PAGE EXTRACT:
....

The 1956
Revolution, the siege of Budapest during World War II before that – all
literally left their mark on the face of the city. Budapest has seen its fair
share of violence. And while we spend so much time talking about the scars from
that violence, we don't spend near enough time talking about what is beneath the
scars.
Before the First
World War, Budapest was a centre of
rich culture, scientific endeavour and engineering achievement. It was the second city of the mighty
Austro-Hungarian Empire. Beneath today's bullet holes and decade of neglect, this is the real
Budapest.
Explosive economic
and industrial growth created incredible wealth back then. Writers and thinkers gathered
in the coffee houses. Classical masterpieces were composed and performed in the
Opera House.
This is a city
where the continent’s first
subway system was built. They built the Chain Bridge, at the time was one of
the longest bridges in Europe over one of the world’s mightiest rivers – a feat
of engineering.
This is also when
most of the city’s apartment blocks went up in the city’s centre. Thick-walled,
high-ceilinged, with dramatic sculptures on the front – many of these have
survived decades destruction and disuse visited upon the city. And all this time many people, like me,
now live here too.

....

TASK REQUIREMENTS:
a - Return the portion of the Budapest passage starting with "Before the First" and going on through "Opera House.", copied word for word.
b - Answer these questions using the Budapest passage:
(i) Of which empire was Budapest the second city before the First World War?
(ii) Where did writers and thinkers gather?
(iii) What distinction does the passage give the subway system built in Budapest?
c - Extend the Budapest passage with new text that follows on from its final sentence.
The data that follow come from a separate source unrelated to the Budapest passage.

....

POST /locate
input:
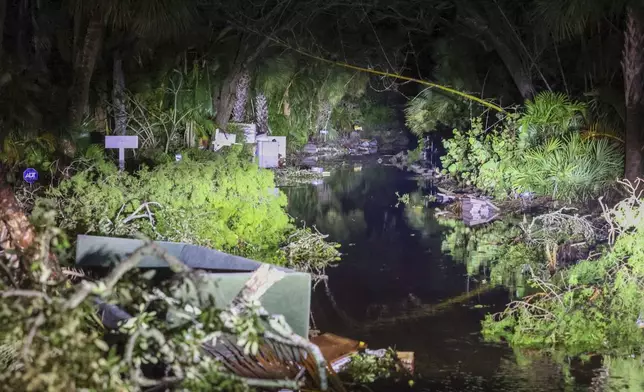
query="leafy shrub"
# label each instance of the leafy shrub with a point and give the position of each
(366, 368)
(570, 167)
(223, 202)
(540, 151)
(430, 108)
(484, 158)
(594, 306)
(551, 114)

....

ANSWERS TO THE PROBLEMS:
a -
Before the First
World War, Budapest was a centre of
rich culture, scientific endeavour and engineering achievement. It was the second city of the mighty
Austro-Hungarian Empire. Beneath today's bullet holes and decade of neglect, this is the real
Budapest.
Explosive economic
and industrial growth created incredible wealth back then. Writers and thinkers gathered
in the coffee houses. Classical masterpieces were composed and performed in the
Opera House.

b -
(i) The Austro-Hungarian Empire.
(ii) In the coffee houses.
(iii) It was the continent's first subway system.

c -
The layers of
upheaval and violence that have passed through the city have added layers of
grottiness over that grandeur, but it’s easy to get a feel for Budapest’s old
time urban beauty and grandeur as you walk down the streets.
Those grand, old days
might be long gone, but this is a city that seems to embrace its entire past,
from the Old World ostentation to its more recent decrepitude, like the new ruin bars
pop up in old, vacant apartment blocks.
But that’s an
easy example.
Many of these buildings
were put up during a massive building boom from the 1870s until the 1910s. They have
lasted as long as they have because they are built like fortresses.
While opportunistic
people build their ruin bars, by and large people live in these buildings, as
they have since they went up. The limestone fades but it lasts, the stone Atlas out front
crumble but still bear their load. All the while life goes on beneath the facade – families are raised, courtyard gardens,
hidden from the streets, are tended and lives are lived.